--- START ---

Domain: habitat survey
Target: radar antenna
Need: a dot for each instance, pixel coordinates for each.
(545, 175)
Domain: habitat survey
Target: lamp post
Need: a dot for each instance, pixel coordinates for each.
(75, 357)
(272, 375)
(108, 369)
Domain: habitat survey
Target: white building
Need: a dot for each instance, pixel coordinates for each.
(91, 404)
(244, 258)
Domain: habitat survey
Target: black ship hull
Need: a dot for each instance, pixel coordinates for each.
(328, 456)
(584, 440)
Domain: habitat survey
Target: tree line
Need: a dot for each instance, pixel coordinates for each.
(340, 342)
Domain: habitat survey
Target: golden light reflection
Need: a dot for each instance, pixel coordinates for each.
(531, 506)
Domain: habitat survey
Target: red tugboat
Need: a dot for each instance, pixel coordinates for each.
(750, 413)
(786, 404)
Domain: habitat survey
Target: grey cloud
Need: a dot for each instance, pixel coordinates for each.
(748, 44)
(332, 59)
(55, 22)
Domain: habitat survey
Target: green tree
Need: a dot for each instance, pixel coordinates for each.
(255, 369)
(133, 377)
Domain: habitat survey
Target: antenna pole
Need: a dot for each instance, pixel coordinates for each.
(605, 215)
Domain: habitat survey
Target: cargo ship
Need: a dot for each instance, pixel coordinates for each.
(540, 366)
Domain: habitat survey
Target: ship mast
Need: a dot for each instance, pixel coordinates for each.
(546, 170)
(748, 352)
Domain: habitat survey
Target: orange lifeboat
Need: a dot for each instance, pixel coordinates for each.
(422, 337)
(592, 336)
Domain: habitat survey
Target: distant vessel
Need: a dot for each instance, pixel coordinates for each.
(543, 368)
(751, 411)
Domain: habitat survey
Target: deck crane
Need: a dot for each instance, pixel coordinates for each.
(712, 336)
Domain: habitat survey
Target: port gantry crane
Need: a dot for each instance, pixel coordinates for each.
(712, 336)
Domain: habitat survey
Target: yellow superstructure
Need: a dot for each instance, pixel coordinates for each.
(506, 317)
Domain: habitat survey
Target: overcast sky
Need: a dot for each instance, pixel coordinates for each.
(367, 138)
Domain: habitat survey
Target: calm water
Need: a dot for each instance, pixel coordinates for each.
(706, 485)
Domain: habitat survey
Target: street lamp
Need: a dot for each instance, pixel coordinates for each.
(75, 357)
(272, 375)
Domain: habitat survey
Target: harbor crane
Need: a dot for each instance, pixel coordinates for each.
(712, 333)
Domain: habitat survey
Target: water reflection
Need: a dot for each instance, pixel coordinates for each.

--- END ---

EXERCISE — Starting at the line that holds "Target: street lamp", set down each line exactly through the last line of the records above, and no others.

WRITTEN REPLY —
Target: street lamp
Need: a dot for each instance, pixel coordinates for each.
(75, 357)
(272, 375)
Domain: habitat survey
Target: harbor crane
Need: a dot for each instance, pixel coordinates for each.
(712, 333)
Domain: habitat survey
Target: water reflection
Need: a dot for each instance, pixel coordinates for each.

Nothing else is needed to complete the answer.